(Position identification records)
· · ·
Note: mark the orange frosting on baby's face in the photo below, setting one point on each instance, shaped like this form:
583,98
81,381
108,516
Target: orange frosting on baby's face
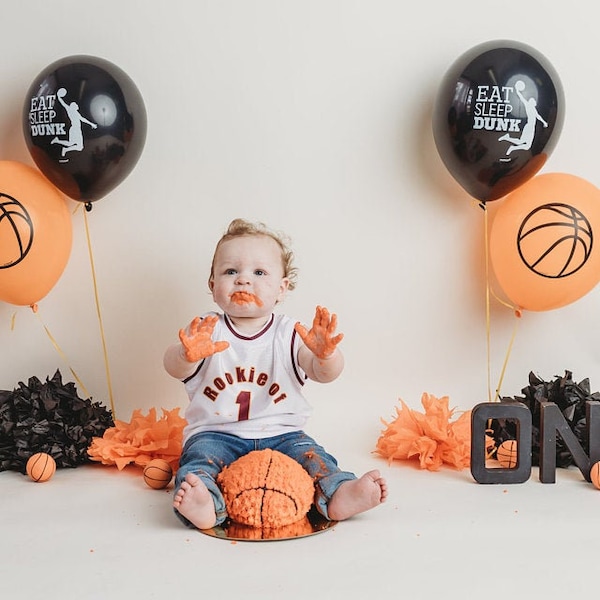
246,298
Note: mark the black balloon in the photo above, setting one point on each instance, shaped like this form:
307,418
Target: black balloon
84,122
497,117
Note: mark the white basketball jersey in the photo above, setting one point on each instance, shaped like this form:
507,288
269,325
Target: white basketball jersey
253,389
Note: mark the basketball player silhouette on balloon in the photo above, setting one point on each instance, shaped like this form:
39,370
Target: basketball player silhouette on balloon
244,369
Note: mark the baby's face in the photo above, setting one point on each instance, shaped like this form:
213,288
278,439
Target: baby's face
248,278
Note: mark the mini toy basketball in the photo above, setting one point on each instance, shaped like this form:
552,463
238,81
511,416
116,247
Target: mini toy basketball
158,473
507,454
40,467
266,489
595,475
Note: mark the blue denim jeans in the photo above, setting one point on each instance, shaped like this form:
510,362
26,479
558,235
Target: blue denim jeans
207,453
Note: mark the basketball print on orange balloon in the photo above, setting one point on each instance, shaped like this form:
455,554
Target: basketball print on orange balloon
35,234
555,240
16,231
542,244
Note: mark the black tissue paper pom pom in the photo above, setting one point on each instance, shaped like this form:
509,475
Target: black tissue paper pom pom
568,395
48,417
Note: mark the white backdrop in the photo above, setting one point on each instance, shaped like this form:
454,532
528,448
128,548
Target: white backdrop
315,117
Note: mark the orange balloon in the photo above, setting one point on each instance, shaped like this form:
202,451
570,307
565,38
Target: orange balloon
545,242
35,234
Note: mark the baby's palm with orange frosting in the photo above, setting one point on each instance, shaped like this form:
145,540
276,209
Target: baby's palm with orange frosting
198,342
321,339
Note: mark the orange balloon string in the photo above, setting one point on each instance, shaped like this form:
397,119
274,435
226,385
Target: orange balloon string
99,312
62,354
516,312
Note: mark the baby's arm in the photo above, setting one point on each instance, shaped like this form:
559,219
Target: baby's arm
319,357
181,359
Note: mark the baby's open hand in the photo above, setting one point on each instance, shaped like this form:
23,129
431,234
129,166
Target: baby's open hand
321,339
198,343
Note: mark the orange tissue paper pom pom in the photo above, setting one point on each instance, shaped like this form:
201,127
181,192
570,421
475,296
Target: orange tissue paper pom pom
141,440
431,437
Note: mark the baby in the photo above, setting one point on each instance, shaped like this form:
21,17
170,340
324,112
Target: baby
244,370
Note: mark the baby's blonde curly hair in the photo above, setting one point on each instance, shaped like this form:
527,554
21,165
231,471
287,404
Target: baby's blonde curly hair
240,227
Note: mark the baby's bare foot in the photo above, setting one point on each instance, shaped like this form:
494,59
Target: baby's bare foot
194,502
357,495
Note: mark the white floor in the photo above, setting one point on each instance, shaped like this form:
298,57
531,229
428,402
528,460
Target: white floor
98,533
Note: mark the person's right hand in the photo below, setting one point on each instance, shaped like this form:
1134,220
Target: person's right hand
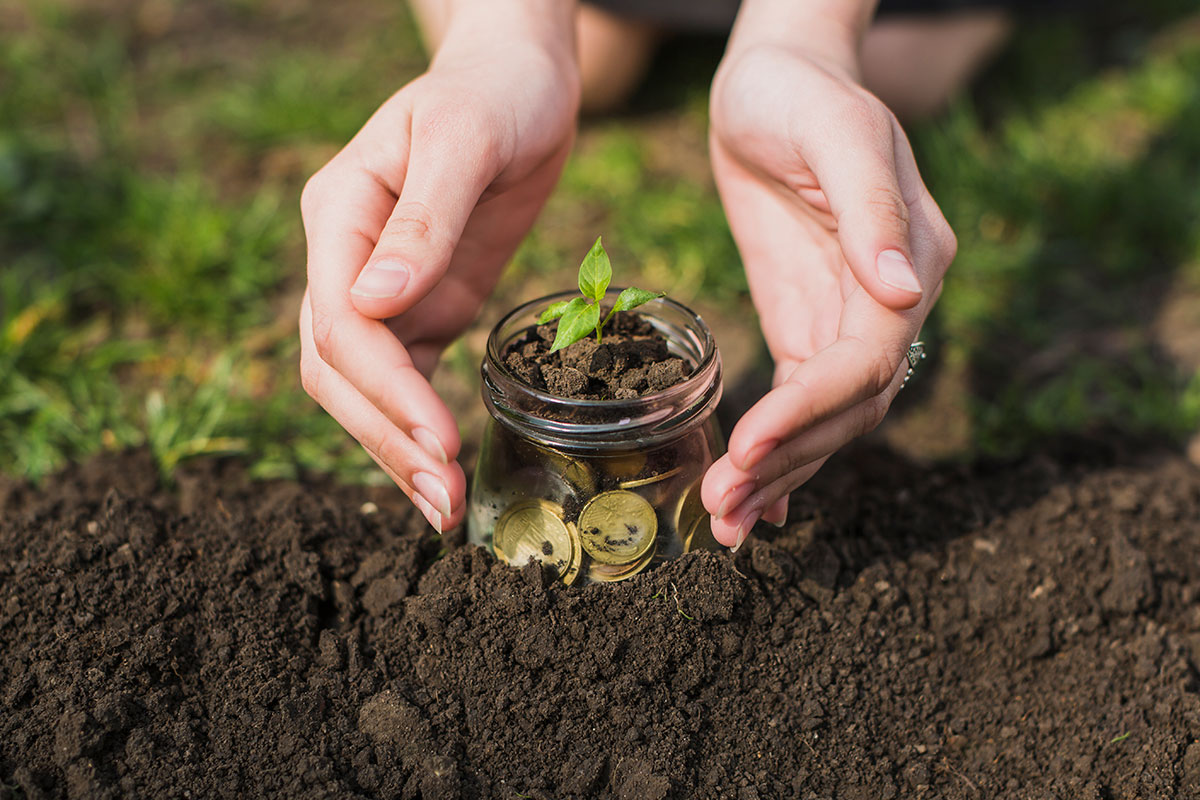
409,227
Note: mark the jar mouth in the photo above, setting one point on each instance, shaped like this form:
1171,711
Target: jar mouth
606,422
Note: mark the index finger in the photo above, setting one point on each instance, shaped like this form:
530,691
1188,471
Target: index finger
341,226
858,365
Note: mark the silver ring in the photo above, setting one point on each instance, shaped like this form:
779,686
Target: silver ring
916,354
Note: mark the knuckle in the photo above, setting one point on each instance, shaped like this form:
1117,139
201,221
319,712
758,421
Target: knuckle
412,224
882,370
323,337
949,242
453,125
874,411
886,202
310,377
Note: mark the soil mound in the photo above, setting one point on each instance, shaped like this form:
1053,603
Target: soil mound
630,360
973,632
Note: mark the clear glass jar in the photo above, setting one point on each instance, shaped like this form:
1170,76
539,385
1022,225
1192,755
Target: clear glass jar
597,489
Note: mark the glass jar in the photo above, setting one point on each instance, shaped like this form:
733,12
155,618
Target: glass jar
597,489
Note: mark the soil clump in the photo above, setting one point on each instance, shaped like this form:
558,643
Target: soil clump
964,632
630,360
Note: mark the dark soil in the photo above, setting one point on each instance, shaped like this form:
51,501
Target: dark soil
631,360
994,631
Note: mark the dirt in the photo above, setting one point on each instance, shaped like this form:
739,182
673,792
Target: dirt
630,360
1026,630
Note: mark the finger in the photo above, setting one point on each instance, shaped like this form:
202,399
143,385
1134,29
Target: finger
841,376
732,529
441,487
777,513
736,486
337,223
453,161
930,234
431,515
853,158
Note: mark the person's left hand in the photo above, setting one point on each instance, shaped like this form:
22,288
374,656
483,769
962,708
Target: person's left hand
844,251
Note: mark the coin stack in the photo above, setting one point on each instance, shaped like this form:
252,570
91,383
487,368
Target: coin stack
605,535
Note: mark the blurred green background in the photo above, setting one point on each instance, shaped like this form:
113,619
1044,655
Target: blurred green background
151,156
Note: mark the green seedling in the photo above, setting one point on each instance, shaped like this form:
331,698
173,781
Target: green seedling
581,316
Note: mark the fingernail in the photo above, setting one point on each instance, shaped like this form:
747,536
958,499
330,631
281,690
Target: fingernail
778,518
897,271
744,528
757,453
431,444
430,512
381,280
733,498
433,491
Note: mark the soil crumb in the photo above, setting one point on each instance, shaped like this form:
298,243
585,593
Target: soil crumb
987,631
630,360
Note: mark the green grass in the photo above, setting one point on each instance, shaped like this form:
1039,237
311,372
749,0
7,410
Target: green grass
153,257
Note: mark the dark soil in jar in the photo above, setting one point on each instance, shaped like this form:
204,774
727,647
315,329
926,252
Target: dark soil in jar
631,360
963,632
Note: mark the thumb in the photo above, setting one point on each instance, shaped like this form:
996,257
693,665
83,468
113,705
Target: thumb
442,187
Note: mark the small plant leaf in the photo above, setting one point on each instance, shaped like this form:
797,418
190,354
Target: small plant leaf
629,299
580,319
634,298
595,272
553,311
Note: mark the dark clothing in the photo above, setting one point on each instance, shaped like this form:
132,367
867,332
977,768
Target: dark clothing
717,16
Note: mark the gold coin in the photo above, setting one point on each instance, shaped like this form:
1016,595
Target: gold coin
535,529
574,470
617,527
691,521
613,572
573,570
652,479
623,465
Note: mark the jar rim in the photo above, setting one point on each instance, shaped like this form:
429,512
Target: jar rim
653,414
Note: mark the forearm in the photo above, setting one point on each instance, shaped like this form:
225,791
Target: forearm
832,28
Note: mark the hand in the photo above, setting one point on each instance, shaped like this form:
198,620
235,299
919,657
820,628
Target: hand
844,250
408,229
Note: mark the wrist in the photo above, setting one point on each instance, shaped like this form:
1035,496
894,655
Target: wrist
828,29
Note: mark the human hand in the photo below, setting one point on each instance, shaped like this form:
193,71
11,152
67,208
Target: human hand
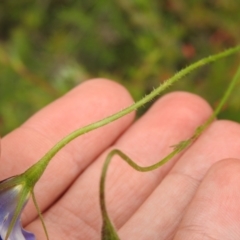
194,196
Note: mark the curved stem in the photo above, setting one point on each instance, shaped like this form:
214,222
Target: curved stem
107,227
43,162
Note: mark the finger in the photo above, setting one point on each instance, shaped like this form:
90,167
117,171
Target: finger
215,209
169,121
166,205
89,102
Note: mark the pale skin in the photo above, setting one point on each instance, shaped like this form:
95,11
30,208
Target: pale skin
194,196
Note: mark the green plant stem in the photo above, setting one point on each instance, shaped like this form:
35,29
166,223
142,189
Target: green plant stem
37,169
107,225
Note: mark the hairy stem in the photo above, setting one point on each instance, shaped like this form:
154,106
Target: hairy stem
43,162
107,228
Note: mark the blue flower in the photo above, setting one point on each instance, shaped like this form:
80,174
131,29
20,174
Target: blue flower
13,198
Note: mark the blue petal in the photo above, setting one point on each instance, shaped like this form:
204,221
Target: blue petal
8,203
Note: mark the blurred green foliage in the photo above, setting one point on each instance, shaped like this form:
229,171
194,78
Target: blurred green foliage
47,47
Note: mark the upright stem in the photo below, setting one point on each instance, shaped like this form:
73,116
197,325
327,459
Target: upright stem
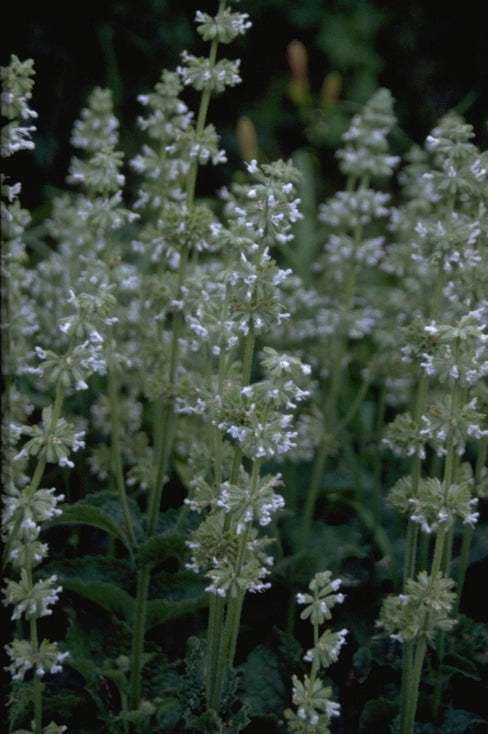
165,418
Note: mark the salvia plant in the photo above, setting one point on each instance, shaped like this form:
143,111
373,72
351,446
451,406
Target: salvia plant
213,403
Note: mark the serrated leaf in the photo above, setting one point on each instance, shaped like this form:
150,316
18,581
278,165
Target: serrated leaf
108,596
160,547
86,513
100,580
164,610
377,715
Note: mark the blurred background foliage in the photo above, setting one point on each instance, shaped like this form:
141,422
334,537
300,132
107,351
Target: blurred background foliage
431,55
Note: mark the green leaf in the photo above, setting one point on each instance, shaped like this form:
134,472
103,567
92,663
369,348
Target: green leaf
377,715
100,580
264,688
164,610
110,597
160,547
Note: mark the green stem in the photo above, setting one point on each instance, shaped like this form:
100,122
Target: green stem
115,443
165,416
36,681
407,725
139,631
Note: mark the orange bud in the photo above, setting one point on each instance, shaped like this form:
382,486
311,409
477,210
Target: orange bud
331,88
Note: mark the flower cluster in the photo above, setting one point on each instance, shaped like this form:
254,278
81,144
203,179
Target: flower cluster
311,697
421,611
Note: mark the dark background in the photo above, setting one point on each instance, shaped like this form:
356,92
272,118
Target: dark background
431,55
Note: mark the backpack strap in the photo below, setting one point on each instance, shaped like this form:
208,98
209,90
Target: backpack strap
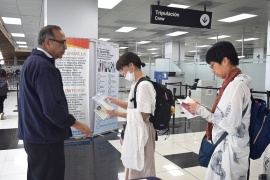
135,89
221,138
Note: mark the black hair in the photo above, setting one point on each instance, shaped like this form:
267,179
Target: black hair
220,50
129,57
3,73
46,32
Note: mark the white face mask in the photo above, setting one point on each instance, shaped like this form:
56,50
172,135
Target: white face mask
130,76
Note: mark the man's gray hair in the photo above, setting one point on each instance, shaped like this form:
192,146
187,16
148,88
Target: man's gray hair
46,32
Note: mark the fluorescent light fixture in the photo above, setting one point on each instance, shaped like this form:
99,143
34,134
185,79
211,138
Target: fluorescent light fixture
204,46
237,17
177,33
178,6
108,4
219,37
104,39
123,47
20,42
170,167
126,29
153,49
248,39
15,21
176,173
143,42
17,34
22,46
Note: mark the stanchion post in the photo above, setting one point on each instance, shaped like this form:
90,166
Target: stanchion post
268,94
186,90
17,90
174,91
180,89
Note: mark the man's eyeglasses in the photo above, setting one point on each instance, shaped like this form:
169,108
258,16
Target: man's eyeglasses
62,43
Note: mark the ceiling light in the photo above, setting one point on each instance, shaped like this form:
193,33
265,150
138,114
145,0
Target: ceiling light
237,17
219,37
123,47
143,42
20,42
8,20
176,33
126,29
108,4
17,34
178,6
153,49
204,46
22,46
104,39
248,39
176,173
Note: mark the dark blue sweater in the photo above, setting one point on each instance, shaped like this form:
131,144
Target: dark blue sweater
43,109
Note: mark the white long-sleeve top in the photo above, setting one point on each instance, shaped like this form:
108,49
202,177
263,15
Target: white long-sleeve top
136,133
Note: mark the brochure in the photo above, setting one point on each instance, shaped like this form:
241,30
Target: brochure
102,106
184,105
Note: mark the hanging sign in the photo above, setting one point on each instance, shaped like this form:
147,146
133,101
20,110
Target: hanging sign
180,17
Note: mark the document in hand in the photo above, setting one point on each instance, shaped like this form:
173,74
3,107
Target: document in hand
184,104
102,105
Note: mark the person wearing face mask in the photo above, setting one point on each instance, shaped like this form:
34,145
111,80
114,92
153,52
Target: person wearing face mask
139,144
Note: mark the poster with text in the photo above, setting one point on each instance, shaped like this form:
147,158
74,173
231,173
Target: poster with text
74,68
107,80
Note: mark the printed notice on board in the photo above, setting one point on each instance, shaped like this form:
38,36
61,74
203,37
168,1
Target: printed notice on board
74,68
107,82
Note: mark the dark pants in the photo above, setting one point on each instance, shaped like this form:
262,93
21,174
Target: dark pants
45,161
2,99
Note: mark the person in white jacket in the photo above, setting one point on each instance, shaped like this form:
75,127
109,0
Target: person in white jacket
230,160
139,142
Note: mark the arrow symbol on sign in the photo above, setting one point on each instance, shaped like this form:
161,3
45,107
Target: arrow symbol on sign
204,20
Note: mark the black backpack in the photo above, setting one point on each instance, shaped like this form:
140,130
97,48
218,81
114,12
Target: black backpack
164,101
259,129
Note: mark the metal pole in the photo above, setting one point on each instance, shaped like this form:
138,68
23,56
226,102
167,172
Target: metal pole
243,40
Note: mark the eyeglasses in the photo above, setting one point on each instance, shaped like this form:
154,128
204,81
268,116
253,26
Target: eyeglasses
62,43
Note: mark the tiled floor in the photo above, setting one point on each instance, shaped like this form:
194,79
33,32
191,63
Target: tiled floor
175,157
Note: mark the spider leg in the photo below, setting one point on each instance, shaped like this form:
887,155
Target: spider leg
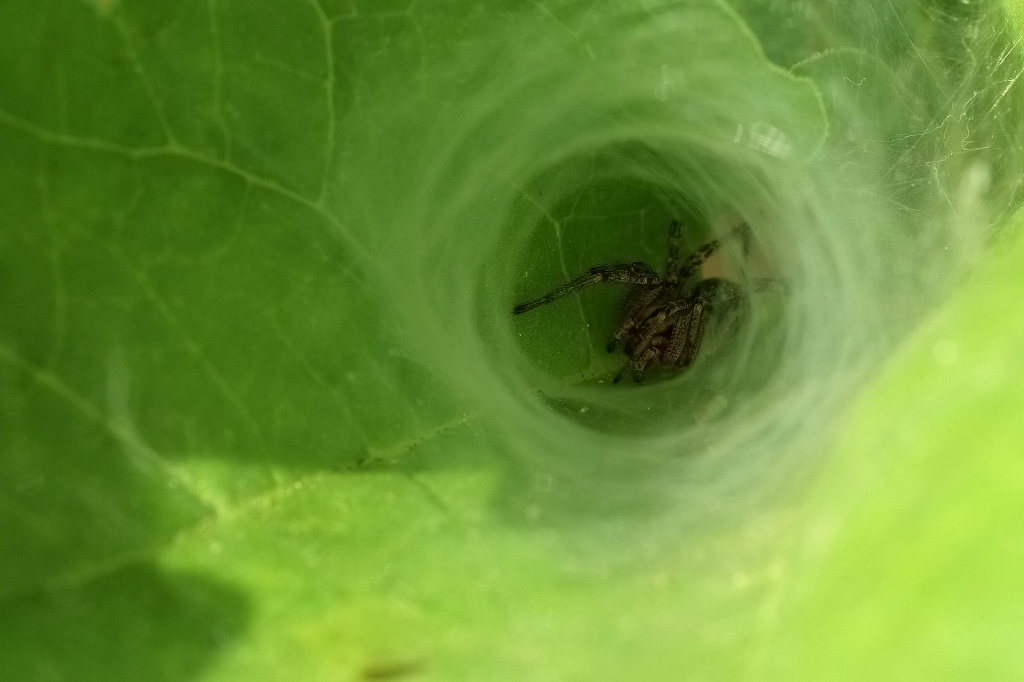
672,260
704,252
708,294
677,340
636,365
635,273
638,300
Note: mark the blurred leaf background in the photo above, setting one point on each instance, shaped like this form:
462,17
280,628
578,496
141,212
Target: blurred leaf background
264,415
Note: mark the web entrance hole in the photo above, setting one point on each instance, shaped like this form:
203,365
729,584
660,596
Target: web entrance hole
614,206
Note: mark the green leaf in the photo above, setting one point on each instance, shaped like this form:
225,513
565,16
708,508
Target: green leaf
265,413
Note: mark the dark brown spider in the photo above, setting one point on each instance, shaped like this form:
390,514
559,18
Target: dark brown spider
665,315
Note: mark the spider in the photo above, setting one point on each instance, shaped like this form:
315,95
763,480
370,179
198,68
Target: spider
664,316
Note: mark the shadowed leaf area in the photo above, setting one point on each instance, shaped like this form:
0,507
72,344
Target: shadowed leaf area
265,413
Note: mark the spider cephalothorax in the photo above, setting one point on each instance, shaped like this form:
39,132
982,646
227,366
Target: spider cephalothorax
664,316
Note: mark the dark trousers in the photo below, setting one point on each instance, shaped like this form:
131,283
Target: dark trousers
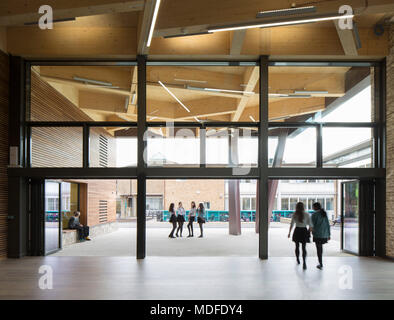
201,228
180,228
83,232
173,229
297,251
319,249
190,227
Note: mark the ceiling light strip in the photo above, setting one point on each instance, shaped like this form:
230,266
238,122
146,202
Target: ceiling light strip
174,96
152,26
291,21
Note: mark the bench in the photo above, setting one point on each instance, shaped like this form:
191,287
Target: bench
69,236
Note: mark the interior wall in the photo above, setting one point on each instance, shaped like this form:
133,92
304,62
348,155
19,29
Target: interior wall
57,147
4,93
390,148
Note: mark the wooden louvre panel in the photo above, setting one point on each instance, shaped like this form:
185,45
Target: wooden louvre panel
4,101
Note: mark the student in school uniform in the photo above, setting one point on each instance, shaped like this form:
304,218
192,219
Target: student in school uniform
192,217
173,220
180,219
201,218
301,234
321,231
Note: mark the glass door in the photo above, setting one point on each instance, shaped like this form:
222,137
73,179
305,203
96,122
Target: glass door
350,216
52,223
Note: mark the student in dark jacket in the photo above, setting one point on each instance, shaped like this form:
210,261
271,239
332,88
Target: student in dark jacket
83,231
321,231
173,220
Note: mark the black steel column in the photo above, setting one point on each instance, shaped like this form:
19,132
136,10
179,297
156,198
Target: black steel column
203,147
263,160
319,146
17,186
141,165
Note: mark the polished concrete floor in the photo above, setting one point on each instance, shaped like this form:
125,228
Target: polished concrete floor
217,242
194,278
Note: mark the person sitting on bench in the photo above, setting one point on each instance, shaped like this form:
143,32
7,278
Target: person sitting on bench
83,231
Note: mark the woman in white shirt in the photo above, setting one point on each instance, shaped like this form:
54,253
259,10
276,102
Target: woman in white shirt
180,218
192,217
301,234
· · ·
Exactly reproduce the lines beginning with the one that contains "Note: mark the polished" and ending with the last line of the material, both included. Leave out everything else.

Note: mark the polished concrete floor in the photo above, setting one point on each instance, shaped like this form:
125,228
Target: polished concrete floor
217,242
194,278
Note: mark the person sitting on bench in the photo above, setting one point on each instance, shaped like this form:
143,32
7,278
Target: person sitting on bench
83,231
Note: mark the woman in white shirt in the photo above, setting one point on each instance, shaped like this form:
54,253
259,10
276,102
Target: woman in white shirt
180,218
192,217
301,234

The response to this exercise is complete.